* [DO THIS]:
Type out the complete listing below word for word, without its pictures.

- - - -

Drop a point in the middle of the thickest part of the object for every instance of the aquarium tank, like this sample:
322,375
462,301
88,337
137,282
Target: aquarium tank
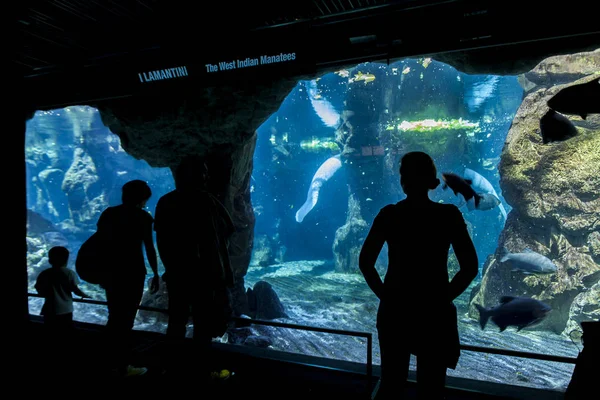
324,165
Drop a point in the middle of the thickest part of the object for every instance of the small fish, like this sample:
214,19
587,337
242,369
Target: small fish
462,186
487,201
528,262
555,127
362,77
514,311
582,99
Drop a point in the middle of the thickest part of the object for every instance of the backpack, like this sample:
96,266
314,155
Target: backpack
90,264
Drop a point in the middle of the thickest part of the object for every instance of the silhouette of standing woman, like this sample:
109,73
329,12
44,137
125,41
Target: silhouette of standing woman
126,230
416,314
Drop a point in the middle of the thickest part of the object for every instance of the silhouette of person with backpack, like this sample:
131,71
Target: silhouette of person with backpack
57,285
416,297
192,233
125,231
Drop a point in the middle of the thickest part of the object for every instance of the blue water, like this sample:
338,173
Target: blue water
76,167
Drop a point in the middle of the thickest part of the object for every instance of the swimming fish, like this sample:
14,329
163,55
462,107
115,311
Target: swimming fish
462,186
514,311
528,262
362,77
487,201
479,183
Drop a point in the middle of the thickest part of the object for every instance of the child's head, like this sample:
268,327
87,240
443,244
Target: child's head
58,256
418,173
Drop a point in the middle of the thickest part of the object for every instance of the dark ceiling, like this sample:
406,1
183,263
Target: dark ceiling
73,50
61,32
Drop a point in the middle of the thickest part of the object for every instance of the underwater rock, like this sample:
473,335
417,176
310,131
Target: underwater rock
585,307
37,224
258,341
264,303
349,238
263,252
554,191
159,300
594,245
561,69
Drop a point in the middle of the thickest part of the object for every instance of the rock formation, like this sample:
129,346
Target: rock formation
554,190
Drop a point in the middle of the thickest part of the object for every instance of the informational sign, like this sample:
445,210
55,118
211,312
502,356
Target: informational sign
162,74
265,59
223,68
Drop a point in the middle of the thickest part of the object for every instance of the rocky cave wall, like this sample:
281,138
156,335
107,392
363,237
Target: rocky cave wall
554,190
221,123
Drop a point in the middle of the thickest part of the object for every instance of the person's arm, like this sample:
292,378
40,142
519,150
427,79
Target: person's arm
41,285
465,254
81,293
75,287
368,256
151,255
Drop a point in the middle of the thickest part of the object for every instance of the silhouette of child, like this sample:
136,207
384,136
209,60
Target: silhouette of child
57,284
416,314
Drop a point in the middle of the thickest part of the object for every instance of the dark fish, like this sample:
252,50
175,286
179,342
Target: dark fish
487,201
514,311
528,262
582,99
462,186
555,127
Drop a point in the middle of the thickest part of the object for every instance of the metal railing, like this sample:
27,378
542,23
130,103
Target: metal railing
367,335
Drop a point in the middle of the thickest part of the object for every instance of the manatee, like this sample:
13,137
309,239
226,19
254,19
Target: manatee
323,174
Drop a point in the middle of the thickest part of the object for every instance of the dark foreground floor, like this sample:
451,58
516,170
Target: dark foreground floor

- - - -

* [FULL ANSWER]:
Drop a point in the middle of the thickest part of the object for every instance of the aquarium tank, like this sample:
322,375
462,301
88,337
137,282
Target: aquarium tank
324,165
Drop a point in the middle of the thickest part of the object for every instance of the small fish, like this sample:
214,19
587,337
242,369
Target: small fish
462,186
487,201
528,262
555,127
362,77
514,311
582,99
Drop a point in the middle of the thickest part of the object for every instance of the backpack, like this sample:
96,266
314,155
Target: backpack
90,264
Drop a point in the middle of the thickest part of the object for every instance of the silhouette of standing woman, like this sample:
109,73
329,12
44,137
125,41
Target: silhouette of standing woman
126,230
416,314
Drop a point in the middle of the thickest part of the object for every instance of the silhouette of person with backpack, like this sample:
131,71
Target: silhouette of person with backpack
57,285
416,297
192,233
125,231
Drop a point in the middle of the thickest part of the object for every instance of the blue water, like this sample:
338,173
Target: blue water
76,167
Drop a point in the middle of the thickest part of the object for every instance of the swimming fish, like this sample:
14,329
163,55
462,107
115,311
Target: swimming fish
462,186
514,311
528,262
362,77
487,201
479,183
Drop a point in the middle of the thickest part of the object for every instance of the child's head, like this sample:
268,327
87,240
443,244
Target: child's head
58,256
418,173
Drop a point in the middle of the thickest part of the object for every instance of the dark ceiling, like this sample:
406,1
183,263
Target: dark ceiling
73,50
61,32
Drop a point in the middle of the thickest part of the object for every instance of the underwater rock, like this sample:
473,335
417,176
310,131
Target: underwater rock
585,307
37,224
258,341
264,303
349,238
263,252
554,191
159,300
594,245
561,69
Drop a point in the middle of the thickest part of the object for every instance of the rock formation, like this sample:
129,346
Target: rock formation
554,190
Drop a point in the middle of the thickest part of the object for every instance of the informational sign, like this sample:
445,210
55,118
211,312
502,356
Target: informational sign
162,74
265,59
223,68
Drop a point in the middle of the thickest part of the object for every instance of the rocky cave wall, like this sample:
281,138
156,335
107,392
363,237
Target: rocky cave wall
554,190
221,123
Drop a point in the middle of the thickest part of the object for every instance of the person's arm, like this sample:
292,378
40,142
519,150
427,79
Target: person's arm
41,285
465,254
81,293
75,287
368,256
151,255
Drop a point in the middle of the thickest part of the object for every instance of the silhouette of child, like this sample:
136,207
384,136
209,60
Target: silhouette of child
57,284
416,314
Drop a point in the middle of the thickest part of the object for every instance of the dark fish, like this sample:
252,50
175,286
179,342
Target: dark fish
487,201
514,311
528,262
582,99
462,186
555,127
Drop a point in the middle of the thickest part of the object for every instance of the metal railing, like this sample:
27,378
542,23
130,103
Target: metal railing
367,335
Drop a point in the middle of the thickest part of the object for every instance of the manatee, like this sample:
13,137
309,239
226,19
254,19
Target: manatee
323,174
Drop a point in the middle of the thickest part of the object for every instance of the dark foreground floor, like this sample:
451,58
516,170
Target: dark foreground floor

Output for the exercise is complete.